Goal => Your task is to repeat the records exactly from the line containing "point: the woman's face, center" onward, through the final line.

Excerpted data =>
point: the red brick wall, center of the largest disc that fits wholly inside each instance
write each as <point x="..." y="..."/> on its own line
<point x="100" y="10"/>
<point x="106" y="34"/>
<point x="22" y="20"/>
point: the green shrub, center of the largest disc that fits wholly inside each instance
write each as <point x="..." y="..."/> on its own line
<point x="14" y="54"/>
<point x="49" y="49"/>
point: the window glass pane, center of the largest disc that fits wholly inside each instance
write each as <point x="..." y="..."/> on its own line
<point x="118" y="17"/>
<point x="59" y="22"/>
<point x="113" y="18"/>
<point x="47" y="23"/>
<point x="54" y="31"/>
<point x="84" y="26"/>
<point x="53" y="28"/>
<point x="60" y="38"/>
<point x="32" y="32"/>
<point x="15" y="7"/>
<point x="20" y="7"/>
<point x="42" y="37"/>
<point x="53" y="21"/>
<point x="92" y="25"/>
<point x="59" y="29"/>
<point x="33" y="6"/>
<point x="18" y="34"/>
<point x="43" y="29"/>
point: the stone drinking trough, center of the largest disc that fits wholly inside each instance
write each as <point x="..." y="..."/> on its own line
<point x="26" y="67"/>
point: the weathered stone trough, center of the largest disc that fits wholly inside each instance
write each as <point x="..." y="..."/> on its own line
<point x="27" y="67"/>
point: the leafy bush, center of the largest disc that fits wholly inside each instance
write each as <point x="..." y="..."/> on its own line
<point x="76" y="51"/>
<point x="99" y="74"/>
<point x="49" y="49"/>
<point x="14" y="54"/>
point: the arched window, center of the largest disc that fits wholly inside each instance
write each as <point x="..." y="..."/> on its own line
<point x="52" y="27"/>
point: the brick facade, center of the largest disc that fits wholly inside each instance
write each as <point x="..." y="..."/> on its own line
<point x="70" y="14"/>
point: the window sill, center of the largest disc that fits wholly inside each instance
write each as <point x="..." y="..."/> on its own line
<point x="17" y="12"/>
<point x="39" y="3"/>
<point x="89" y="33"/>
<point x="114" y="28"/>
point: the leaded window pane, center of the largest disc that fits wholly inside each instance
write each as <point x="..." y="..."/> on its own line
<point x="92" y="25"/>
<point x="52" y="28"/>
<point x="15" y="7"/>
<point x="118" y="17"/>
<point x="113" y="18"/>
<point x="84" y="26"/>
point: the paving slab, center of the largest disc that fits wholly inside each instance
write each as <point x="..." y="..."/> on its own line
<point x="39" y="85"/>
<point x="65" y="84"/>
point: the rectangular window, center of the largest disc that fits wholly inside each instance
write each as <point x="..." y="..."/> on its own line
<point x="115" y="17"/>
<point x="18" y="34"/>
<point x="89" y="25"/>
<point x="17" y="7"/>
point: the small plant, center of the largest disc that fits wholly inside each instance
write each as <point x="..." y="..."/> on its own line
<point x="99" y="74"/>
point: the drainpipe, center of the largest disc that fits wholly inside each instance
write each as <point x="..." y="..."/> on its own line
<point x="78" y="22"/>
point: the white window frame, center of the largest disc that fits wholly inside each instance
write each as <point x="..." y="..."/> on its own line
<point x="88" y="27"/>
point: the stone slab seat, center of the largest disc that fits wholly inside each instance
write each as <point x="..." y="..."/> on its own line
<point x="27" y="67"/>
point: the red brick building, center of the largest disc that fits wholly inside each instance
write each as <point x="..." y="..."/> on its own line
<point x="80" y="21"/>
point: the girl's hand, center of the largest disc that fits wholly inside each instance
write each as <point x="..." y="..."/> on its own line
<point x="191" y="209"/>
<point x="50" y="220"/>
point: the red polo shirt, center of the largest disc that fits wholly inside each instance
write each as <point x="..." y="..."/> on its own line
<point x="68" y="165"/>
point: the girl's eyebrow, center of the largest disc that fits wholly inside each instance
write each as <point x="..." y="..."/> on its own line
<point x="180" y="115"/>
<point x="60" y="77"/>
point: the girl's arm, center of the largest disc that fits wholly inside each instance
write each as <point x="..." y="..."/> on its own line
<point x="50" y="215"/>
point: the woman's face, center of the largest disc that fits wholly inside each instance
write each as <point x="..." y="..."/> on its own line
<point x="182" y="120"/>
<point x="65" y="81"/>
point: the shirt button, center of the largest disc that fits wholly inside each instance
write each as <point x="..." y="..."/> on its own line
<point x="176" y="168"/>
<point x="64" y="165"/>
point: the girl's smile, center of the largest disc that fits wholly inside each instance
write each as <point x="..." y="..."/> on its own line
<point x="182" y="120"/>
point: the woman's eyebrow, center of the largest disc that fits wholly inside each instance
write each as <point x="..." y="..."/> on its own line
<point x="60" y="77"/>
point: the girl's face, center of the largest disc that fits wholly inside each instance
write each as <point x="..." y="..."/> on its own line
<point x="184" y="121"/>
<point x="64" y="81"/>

Solution to this problem =>
point: the woman's face, center of the largest disc that fits wholly inside each instance
write each as <point x="..." y="..."/> on its own line
<point x="182" y="120"/>
<point x="65" y="81"/>
point: the shirt button, center of the largest disc that fits wholly inside each instance
write each as <point x="..." y="..."/> on its own line
<point x="176" y="168"/>
<point x="64" y="165"/>
point: the girl's smile, center of the largest disc that fits wholly inside each instance
write each as <point x="..." y="..."/> on its own line
<point x="182" y="120"/>
point: the woman's eyebrow, center of the largest disc that fits wholly inside each instance
write each as <point x="..." y="..."/> on its own line
<point x="60" y="77"/>
point: the girl's face, center of the largest disc that fits wholly inside each instance
write each as <point x="..." y="..."/> on its own line
<point x="184" y="121"/>
<point x="64" y="81"/>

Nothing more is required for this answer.